*Written instruction*
Format every item below as a numbered list, and leave out any blank lines.

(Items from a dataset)
>> Start

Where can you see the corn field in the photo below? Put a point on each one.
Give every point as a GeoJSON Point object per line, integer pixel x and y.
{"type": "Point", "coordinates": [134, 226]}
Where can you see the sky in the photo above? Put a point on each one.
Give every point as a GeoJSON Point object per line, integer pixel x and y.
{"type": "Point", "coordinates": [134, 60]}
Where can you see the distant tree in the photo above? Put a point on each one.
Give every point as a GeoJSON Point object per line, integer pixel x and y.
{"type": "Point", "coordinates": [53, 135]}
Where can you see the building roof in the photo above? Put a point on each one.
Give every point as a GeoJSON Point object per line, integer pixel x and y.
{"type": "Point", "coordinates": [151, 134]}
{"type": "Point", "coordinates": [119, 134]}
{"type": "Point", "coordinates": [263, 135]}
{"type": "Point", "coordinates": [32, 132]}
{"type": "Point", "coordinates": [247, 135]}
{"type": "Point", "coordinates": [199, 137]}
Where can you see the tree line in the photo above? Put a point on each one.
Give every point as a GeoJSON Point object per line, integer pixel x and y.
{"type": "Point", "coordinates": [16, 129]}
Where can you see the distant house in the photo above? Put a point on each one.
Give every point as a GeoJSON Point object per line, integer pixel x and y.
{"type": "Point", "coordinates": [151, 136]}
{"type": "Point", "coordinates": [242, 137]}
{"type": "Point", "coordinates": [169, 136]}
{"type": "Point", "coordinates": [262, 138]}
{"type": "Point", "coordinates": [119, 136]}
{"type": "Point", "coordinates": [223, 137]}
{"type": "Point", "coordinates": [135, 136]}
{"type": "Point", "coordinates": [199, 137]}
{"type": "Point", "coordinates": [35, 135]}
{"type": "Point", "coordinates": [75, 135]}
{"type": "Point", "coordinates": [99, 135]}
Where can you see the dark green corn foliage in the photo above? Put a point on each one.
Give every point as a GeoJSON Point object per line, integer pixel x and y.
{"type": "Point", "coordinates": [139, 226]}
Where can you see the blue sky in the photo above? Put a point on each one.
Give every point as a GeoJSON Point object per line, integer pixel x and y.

>> End

*Solution*
1. Where can you see the corn field in the photo below? Put a point on each one.
2. Give every point as a GeoJSON Point object per line, integer pixel x and y.
3. {"type": "Point", "coordinates": [134, 226]}
4. Where can you see the sky in the photo above? Put a point on each one.
5. Give every point as a GeoJSON Point object per line, integer pixel x and y.
6. {"type": "Point", "coordinates": [134, 60]}
7. Where can you see the distant tree in the photo above? Put a point on each one.
8. Give every point as a GeoJSON Point object per line, integer pixel x and y.
9. {"type": "Point", "coordinates": [53, 135]}
10. Where can you see the building roof in the photo above? Put a point on each one.
11. Give every point as a GeoJSON Point object per line, integer pixel x and y.
12. {"type": "Point", "coordinates": [151, 134]}
13. {"type": "Point", "coordinates": [119, 134]}
14. {"type": "Point", "coordinates": [263, 135]}
15. {"type": "Point", "coordinates": [32, 132]}
16. {"type": "Point", "coordinates": [247, 135]}
17. {"type": "Point", "coordinates": [199, 137]}
18. Where can you see the tree line in the photo above? Put a point on each one.
19. Give every point as a GeoJSON Point object per line, integer pixel x and y.
20. {"type": "Point", "coordinates": [16, 129]}
21. Where can you see the distant house in the photo above? Put a point on each one.
22. Give every point as a GeoJSON Point object per line, integer pixel x and y.
23. {"type": "Point", "coordinates": [151, 136]}
24. {"type": "Point", "coordinates": [242, 137]}
25. {"type": "Point", "coordinates": [169, 136]}
26. {"type": "Point", "coordinates": [262, 138]}
27. {"type": "Point", "coordinates": [119, 136]}
28. {"type": "Point", "coordinates": [223, 137]}
29. {"type": "Point", "coordinates": [135, 136]}
30. {"type": "Point", "coordinates": [199, 137]}
31. {"type": "Point", "coordinates": [35, 135]}
32. {"type": "Point", "coordinates": [75, 135]}
33. {"type": "Point", "coordinates": [99, 135]}
34. Where can you see the dark green corn foliage in the photo above? Put a point on each one.
35. Give every point as a GeoJSON Point object per line, integer pixel x and y.
36. {"type": "Point", "coordinates": [139, 226]}
37. Where can you see the blue sky in the photo above? Put a point on each one.
38. Give every point as a GeoJSON Point object per line, integer pixel x and y.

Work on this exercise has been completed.